**Work required**
Repeat exactly the lines that run from the one containing "Reviewer note: see that each instance of the white nike" to the end of the data, and leave out all others.

**Data shown**

::::

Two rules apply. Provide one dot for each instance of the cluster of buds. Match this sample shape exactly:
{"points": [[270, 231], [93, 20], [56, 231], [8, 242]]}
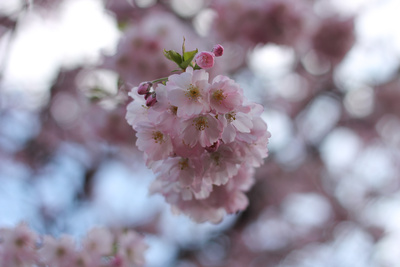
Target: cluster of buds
{"points": [[202, 139], [145, 89], [20, 246]]}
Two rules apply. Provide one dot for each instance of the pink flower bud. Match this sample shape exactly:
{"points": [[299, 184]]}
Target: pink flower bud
{"points": [[218, 50], [151, 100], [205, 59], [147, 95], [214, 147], [144, 88]]}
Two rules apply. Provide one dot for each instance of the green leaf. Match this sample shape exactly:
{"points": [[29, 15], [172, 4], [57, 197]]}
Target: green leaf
{"points": [[173, 56], [188, 58]]}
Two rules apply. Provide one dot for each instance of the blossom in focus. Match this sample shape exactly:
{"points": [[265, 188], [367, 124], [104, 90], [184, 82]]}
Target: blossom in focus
{"points": [[218, 50], [205, 59]]}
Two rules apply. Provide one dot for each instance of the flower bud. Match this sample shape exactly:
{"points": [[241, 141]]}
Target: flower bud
{"points": [[144, 88], [205, 59], [214, 147], [151, 100], [218, 50]]}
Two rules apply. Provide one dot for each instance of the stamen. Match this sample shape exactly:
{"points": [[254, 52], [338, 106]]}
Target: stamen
{"points": [[218, 95], [158, 137], [193, 92], [200, 123]]}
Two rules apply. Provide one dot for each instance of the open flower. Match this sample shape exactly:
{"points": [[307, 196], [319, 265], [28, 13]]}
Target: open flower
{"points": [[188, 92], [203, 129], [224, 94], [153, 141]]}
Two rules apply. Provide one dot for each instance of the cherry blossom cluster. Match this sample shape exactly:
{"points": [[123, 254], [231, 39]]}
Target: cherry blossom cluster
{"points": [[202, 138], [20, 246]]}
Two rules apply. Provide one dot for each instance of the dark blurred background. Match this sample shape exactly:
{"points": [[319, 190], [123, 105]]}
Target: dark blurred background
{"points": [[326, 72]]}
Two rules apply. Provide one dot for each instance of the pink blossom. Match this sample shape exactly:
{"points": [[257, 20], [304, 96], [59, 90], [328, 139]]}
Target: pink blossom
{"points": [[218, 50], [98, 242], [188, 92], [153, 141], [203, 129], [144, 88], [222, 164], [205, 59], [224, 94], [137, 109], [19, 246], [58, 252], [131, 248], [151, 100], [184, 175], [238, 120]]}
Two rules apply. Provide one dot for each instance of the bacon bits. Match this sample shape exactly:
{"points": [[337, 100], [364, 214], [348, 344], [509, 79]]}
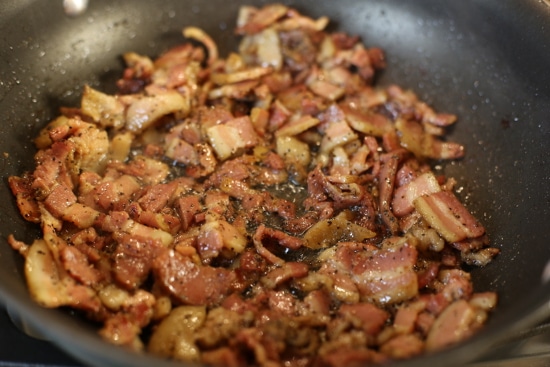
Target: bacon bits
{"points": [[272, 207]]}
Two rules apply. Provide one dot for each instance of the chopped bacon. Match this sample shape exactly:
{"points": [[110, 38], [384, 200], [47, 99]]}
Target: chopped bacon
{"points": [[189, 283], [444, 212], [270, 208]]}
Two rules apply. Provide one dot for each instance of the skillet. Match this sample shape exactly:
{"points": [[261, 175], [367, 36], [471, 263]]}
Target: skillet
{"points": [[485, 61]]}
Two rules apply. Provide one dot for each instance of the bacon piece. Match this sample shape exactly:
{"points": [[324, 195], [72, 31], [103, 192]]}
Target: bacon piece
{"points": [[191, 284], [289, 270], [371, 318], [253, 20], [405, 195], [385, 276], [217, 237], [149, 171], [386, 183], [200, 36], [27, 204], [446, 214], [451, 326], [52, 169], [232, 137], [133, 259], [146, 110], [403, 346]]}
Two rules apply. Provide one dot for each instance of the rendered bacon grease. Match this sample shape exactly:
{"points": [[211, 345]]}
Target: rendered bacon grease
{"points": [[269, 208]]}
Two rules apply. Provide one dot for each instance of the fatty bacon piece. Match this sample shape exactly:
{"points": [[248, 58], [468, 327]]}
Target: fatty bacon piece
{"points": [[48, 274], [446, 214], [189, 283]]}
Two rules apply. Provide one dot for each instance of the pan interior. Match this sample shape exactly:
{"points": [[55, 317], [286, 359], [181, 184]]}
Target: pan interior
{"points": [[485, 62]]}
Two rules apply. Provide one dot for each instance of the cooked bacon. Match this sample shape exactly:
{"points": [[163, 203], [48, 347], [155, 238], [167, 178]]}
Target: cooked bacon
{"points": [[444, 212], [270, 208], [27, 204], [405, 195], [189, 283], [386, 183]]}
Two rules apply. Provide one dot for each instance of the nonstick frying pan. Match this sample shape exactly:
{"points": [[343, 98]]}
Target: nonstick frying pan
{"points": [[486, 61]]}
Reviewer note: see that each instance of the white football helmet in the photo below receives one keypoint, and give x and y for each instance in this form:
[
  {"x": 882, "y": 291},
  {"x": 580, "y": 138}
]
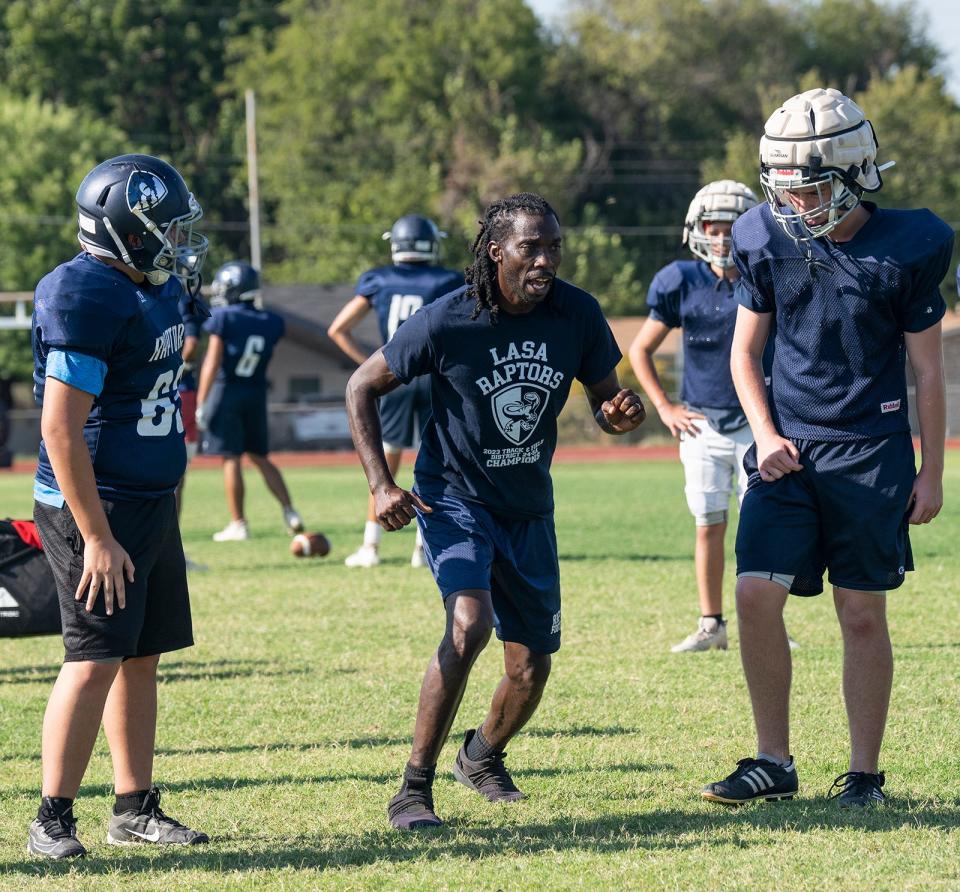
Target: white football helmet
[
  {"x": 719, "y": 201},
  {"x": 818, "y": 141}
]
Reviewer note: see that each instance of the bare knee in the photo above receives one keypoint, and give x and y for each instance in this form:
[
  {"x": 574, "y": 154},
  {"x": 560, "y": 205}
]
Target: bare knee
[
  {"x": 759, "y": 598},
  {"x": 863, "y": 620},
  {"x": 467, "y": 636},
  {"x": 529, "y": 671}
]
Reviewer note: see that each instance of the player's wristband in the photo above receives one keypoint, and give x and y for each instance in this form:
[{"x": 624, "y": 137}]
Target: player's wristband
[{"x": 603, "y": 424}]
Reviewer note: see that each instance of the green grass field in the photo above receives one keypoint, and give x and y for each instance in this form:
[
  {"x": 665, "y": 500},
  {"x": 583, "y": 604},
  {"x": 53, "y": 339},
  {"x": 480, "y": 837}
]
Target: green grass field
[{"x": 284, "y": 730}]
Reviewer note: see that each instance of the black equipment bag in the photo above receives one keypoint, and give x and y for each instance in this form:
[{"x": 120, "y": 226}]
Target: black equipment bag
[{"x": 28, "y": 593}]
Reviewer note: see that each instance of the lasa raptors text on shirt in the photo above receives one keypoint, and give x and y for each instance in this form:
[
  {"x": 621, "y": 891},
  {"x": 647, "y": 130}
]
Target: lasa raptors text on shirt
[
  {"x": 523, "y": 363},
  {"x": 171, "y": 341}
]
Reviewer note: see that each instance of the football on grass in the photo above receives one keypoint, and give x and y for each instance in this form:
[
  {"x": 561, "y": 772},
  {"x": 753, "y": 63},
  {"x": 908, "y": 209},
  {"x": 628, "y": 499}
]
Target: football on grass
[{"x": 310, "y": 545}]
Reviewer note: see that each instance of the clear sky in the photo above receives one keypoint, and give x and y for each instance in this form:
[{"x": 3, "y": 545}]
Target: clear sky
[{"x": 943, "y": 17}]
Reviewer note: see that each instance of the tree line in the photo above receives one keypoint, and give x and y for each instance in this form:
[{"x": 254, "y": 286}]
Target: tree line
[{"x": 369, "y": 109}]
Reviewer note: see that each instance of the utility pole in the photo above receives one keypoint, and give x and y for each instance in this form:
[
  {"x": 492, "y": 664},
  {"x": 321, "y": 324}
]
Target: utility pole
[{"x": 253, "y": 186}]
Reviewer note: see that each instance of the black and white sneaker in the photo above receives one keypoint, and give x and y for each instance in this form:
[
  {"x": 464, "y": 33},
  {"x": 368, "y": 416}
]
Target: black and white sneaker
[
  {"x": 53, "y": 834},
  {"x": 858, "y": 789},
  {"x": 489, "y": 777},
  {"x": 151, "y": 825},
  {"x": 412, "y": 808},
  {"x": 754, "y": 779}
]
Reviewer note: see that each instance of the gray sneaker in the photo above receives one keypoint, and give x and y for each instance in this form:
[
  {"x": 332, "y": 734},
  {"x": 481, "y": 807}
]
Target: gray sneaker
[
  {"x": 710, "y": 633},
  {"x": 151, "y": 825},
  {"x": 53, "y": 834}
]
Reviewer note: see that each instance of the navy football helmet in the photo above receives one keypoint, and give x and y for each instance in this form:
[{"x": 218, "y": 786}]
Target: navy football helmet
[
  {"x": 414, "y": 239},
  {"x": 235, "y": 282},
  {"x": 137, "y": 209}
]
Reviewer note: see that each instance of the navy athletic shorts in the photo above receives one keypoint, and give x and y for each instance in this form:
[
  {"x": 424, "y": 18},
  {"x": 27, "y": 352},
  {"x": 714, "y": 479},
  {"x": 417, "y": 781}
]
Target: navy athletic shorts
[
  {"x": 515, "y": 560},
  {"x": 157, "y": 616},
  {"x": 845, "y": 512},
  {"x": 405, "y": 410},
  {"x": 236, "y": 421}
]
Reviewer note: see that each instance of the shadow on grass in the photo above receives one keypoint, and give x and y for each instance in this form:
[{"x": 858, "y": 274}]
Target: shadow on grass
[
  {"x": 622, "y": 556},
  {"x": 697, "y": 827},
  {"x": 372, "y": 741},
  {"x": 169, "y": 672}
]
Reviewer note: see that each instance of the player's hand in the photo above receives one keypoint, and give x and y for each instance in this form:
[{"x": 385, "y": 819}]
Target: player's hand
[
  {"x": 926, "y": 499},
  {"x": 776, "y": 457},
  {"x": 680, "y": 420},
  {"x": 396, "y": 507},
  {"x": 624, "y": 412},
  {"x": 105, "y": 565}
]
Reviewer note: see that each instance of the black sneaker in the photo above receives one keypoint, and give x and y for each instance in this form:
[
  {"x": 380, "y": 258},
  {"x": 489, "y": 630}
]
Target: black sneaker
[
  {"x": 489, "y": 777},
  {"x": 151, "y": 825},
  {"x": 754, "y": 779},
  {"x": 412, "y": 808},
  {"x": 858, "y": 789},
  {"x": 53, "y": 834}
]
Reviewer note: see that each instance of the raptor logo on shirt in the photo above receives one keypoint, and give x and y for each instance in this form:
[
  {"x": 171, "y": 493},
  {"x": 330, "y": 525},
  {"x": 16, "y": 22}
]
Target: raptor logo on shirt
[{"x": 517, "y": 410}]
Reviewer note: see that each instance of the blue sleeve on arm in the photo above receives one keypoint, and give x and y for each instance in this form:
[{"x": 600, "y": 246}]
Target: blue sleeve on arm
[{"x": 84, "y": 372}]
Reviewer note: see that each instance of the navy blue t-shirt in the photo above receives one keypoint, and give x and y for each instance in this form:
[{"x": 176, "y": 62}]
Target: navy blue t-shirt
[
  {"x": 397, "y": 292},
  {"x": 249, "y": 336},
  {"x": 187, "y": 308},
  {"x": 95, "y": 329},
  {"x": 497, "y": 389},
  {"x": 838, "y": 365},
  {"x": 687, "y": 294}
]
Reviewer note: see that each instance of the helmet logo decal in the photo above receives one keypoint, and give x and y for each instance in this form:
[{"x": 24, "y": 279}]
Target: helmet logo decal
[{"x": 145, "y": 191}]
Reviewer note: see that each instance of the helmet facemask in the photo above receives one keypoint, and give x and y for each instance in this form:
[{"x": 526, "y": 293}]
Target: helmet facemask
[
  {"x": 721, "y": 201},
  {"x": 714, "y": 248},
  {"x": 836, "y": 195},
  {"x": 182, "y": 250}
]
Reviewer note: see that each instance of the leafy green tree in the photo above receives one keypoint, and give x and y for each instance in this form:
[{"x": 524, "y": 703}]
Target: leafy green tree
[
  {"x": 407, "y": 105},
  {"x": 154, "y": 69},
  {"x": 46, "y": 151}
]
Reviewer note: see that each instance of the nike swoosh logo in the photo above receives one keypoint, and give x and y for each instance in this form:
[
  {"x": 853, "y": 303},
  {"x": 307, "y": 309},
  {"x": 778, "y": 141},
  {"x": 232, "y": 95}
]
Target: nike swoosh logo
[{"x": 147, "y": 837}]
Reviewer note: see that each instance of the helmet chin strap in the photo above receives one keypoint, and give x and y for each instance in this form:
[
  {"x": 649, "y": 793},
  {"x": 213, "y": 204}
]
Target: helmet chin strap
[{"x": 157, "y": 276}]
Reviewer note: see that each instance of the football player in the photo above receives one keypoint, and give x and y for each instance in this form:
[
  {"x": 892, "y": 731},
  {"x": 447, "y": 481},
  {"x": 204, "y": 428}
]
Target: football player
[
  {"x": 395, "y": 293},
  {"x": 855, "y": 289},
  {"x": 698, "y": 296},
  {"x": 483, "y": 497},
  {"x": 232, "y": 397},
  {"x": 107, "y": 339}
]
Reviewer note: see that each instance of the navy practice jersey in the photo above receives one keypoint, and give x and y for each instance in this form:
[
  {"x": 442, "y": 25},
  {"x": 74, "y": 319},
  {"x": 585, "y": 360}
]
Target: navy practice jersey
[
  {"x": 687, "y": 294},
  {"x": 191, "y": 329},
  {"x": 497, "y": 389},
  {"x": 98, "y": 331},
  {"x": 397, "y": 292},
  {"x": 838, "y": 365},
  {"x": 249, "y": 336}
]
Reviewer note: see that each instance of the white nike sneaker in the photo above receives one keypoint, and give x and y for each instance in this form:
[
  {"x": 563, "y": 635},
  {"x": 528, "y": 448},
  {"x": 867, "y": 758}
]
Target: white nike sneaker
[
  {"x": 292, "y": 520},
  {"x": 365, "y": 556},
  {"x": 710, "y": 633},
  {"x": 235, "y": 531},
  {"x": 418, "y": 558}
]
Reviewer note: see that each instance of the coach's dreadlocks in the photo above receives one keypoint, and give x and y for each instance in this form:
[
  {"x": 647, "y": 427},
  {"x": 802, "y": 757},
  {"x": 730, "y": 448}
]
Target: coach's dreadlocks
[{"x": 496, "y": 224}]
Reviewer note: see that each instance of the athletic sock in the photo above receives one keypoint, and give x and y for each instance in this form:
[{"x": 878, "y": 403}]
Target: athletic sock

::::

**Completed exercise**
Reviewer note: see that each instance of the white nike sneaker in the photo above receives one keypoint, and give x and y for each instance in this form:
[
  {"x": 563, "y": 635},
  {"x": 528, "y": 448},
  {"x": 867, "y": 758}
]
Target: white nike sneaker
[
  {"x": 292, "y": 520},
  {"x": 365, "y": 556},
  {"x": 710, "y": 633},
  {"x": 235, "y": 531},
  {"x": 418, "y": 558}
]
Reviewer note: see that each instance of the coach's dreadlocks in the photo above receives one keypoint, and give x and y for each instance in this form:
[
  {"x": 647, "y": 427},
  {"x": 802, "y": 757},
  {"x": 730, "y": 448}
]
Target: coach's dreadlocks
[{"x": 496, "y": 224}]
Reviewer note: see that each instance of the athletic sock in the photo above receives one keypoint, and give x and y for each instance in this form:
[{"x": 878, "y": 403}]
Target: athletic sock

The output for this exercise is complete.